Pointing records:
┄┄┄┄┄┄

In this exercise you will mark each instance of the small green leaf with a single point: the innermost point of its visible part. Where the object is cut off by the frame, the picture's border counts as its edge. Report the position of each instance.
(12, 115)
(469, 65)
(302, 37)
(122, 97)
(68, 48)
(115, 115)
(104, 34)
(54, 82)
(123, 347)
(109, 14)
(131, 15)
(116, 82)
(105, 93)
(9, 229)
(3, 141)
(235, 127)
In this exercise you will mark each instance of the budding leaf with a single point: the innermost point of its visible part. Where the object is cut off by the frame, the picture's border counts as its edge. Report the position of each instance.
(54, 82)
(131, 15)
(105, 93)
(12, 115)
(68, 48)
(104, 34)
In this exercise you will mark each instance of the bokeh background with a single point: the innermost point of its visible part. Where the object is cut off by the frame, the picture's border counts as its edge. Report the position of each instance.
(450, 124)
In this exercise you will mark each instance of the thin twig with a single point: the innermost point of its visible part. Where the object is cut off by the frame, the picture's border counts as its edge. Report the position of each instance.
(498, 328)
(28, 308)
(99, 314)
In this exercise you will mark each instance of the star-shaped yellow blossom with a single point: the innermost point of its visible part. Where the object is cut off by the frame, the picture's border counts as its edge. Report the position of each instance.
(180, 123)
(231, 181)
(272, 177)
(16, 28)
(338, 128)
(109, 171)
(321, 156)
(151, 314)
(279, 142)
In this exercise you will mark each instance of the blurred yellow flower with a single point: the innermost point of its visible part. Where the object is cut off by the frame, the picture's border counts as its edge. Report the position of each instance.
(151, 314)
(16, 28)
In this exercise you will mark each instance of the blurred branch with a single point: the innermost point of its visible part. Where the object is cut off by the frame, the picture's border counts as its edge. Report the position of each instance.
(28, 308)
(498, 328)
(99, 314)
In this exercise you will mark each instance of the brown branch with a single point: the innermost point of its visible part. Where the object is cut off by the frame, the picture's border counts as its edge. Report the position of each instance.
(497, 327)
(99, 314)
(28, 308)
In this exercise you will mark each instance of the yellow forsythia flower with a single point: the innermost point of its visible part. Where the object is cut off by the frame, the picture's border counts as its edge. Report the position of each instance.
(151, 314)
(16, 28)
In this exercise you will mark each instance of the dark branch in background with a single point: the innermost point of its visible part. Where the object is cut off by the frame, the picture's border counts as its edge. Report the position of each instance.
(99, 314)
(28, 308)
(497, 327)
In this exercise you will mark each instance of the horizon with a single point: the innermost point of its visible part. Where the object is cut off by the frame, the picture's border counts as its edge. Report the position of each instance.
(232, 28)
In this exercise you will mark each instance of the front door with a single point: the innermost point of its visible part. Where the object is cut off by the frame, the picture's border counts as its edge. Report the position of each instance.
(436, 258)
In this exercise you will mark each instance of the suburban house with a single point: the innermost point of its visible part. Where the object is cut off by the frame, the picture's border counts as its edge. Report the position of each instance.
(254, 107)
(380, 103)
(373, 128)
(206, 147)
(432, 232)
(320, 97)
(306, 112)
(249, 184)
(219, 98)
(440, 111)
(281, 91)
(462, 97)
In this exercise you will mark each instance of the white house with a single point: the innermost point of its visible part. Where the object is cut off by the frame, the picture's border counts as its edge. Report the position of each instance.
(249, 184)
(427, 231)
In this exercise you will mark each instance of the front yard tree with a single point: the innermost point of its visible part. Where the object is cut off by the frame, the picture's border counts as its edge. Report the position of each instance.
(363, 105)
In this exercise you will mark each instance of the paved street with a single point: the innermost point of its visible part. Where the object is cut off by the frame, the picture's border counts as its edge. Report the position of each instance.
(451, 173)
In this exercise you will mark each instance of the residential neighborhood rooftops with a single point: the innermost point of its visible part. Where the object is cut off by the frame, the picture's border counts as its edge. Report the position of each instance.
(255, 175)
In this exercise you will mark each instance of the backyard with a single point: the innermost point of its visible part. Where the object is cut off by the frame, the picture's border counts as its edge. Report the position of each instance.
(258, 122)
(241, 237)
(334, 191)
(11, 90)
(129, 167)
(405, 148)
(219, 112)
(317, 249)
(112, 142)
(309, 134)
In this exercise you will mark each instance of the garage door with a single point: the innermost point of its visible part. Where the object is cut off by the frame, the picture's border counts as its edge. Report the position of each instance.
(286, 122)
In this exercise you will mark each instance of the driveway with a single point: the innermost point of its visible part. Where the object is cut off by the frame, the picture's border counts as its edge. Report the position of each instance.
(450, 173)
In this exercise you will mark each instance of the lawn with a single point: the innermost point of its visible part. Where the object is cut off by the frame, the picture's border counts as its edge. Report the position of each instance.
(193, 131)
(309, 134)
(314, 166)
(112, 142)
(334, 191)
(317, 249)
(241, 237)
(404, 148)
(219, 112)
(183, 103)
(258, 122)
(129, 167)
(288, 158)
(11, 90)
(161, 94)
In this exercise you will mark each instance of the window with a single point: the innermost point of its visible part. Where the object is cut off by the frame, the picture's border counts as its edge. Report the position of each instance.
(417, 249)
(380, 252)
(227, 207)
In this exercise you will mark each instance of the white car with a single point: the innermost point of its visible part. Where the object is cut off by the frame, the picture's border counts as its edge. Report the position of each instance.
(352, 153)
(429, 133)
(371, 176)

┄┄┄┄┄┄

From the listing above, reproduce all the lines exactly.

RESPONSE TO THIS EXERCISE:
In this exercise you will mark each instance of the small green leaf with a single point: the innermost point of its visible part. Where the object is cut off by the frame, the picture's border counts as its edge. Report the position of each instance.
(12, 115)
(469, 65)
(302, 37)
(122, 97)
(68, 48)
(115, 115)
(104, 34)
(54, 82)
(123, 347)
(109, 14)
(131, 15)
(116, 82)
(105, 93)
(9, 229)
(3, 141)
(235, 127)
In this exercise you will mark each instance of the budding leaf with a single point: the innermost point of its visible part. Where the object is cut off by the frame, the picture's border counts as its edge. Report the position of each instance.
(54, 82)
(131, 15)
(105, 93)
(12, 115)
(68, 48)
(104, 34)
In this exercise you will mark each instance of the bokeh background with a single point: the innermost point of its visible part. Where the object is cut off by the frame, the picture's border counts as its edge. Report the position of each instance.
(450, 124)
In this exercise you will mark each instance of the thin twig with a single point: the innermost point of its visible part. Where the object is cut off by the frame, the picture's border counts as its edge. Report the position of each instance.
(498, 328)
(28, 308)
(99, 314)
In this exercise you will mark each instance of the star-shaped yellow blossom with a single point: the innermost point of its visible part. Where the object is cut off by the frame, the picture's border counts as its edge. Report the position of each instance.
(180, 123)
(231, 181)
(272, 177)
(16, 28)
(338, 128)
(109, 171)
(321, 156)
(151, 314)
(279, 142)
In this exercise you will mark each instance of the blurred yellow flower with a single point: the innermost point of its visible part. Where the object is cut off by the frame, the picture's border counts as its edge. Report the position of each instance.
(151, 314)
(16, 28)
In this exercise you will mark each instance of the blurred branch with a single point: the innermost point of its visible part. Where the object is cut off by the frame, the picture's border counts as its edge. Report the position of each instance.
(28, 308)
(498, 328)
(99, 314)
In this exercise you will mark each instance of the brown branch with a single point: the innermost point of its visible part. Where the object is cut off by the frame, the picture's border counts as its edge. Report the position of each instance.
(497, 327)
(99, 314)
(28, 308)
In this exercise you will mark each instance of the yellow forsythia flower with a single point: the innermost point of its visible part. Where the object is cut off by the frame, the picture's border counts as its edge. Report the position of each instance.
(151, 314)
(16, 28)
In this exercise you will mark each instance of the dark branch in background with a single point: the innermost point of its visible part. Where the object is cut off by the frame, the picture's border counts as its edge. Report the position of each instance.
(99, 314)
(28, 308)
(497, 327)
In this exercise you will mark each instance of the horizon with a single point: the innermost point of its visible part. Where the object is cut off by the frame, the picture's border counts as its edge. Report the position of each instance.
(232, 28)
In this exercise you will mark each instance of the front door with a single point: the innermost point of its visible part. Where the object is cut off by the frame, the picture's border counts as its edge. Report the position of each instance.
(436, 258)
In this exercise you will mark each instance of the suburban house with a single point: the innermost point of its visible part. Where the object is cut off by the frame, the picture's border counts as its edge. Report the position of each instance.
(254, 107)
(380, 103)
(373, 128)
(206, 147)
(432, 232)
(320, 97)
(306, 112)
(249, 184)
(219, 98)
(440, 111)
(281, 91)
(462, 97)
In this exercise you will mark each instance of the white house with a single point: the innermost point of its visible part. Where the object is cut off by the frame, the picture's border counts as its edge. Report the position of each instance.
(249, 184)
(427, 231)
In this exercise you will mark each instance of the front yard tree with a single point: the innermost point of its visible part. Where the object is cut off by the frame, the picture's border counts as its edge. Report the position of each instance.
(363, 105)
In this exercise you will mark each instance of the paved street with a single point: the innermost point of its visible part. Where the object is cut off by the frame, the picture's border counts as its edge. Report the position of each instance.
(451, 173)
In this exercise you will mark each instance of the residential neighborhood rooftops with a single point: the innermost point of its visible part. Where the object is cut off by the frame, the picture's border counts as its edge. Report the position of each instance.
(255, 175)
In this exercise you will mark each instance of the backyard with a single point: the innermost point of its visible part. Where the object is cut off by the frame, the picture's border counts as its edge. Report the position of each instance.
(258, 122)
(241, 237)
(334, 191)
(11, 90)
(129, 167)
(405, 148)
(219, 112)
(317, 249)
(112, 142)
(309, 134)
In this exercise you will mark each instance of the garage door with a single point: the innermost point of its visible part. Where the object is cut off by the frame, the picture's border counts as its edge. Report the position of each instance.
(286, 122)
In this exercise you will mark each instance of the driveway with a single point: the innermost point of its visible part. Where the object is cut off by the frame, the picture's border counts as its edge. Report the position of each instance.
(450, 173)
In this exercise you will mark each instance of the lawn with a single point: the innermost point of its visible part. Where the object is cut off by the frame, the picture's border counts as its edge. Report the position of each instance.
(193, 131)
(309, 134)
(314, 166)
(112, 142)
(334, 191)
(317, 249)
(241, 237)
(404, 148)
(219, 112)
(183, 103)
(258, 122)
(129, 167)
(288, 158)
(11, 90)
(161, 94)
In this exercise you will mark each instance of the window with a single point: the innermost point of its visible part. Where the object is cut off by the frame, the picture's border counts as its edge. Report the position of each instance.
(417, 249)
(380, 252)
(227, 207)
In this exercise you will mark each instance of the white car with a single point: the innermost point of its visible part. Where the object is cut off by the frame, the picture's border counts as its edge. Report the position of each instance.
(352, 153)
(429, 133)
(371, 176)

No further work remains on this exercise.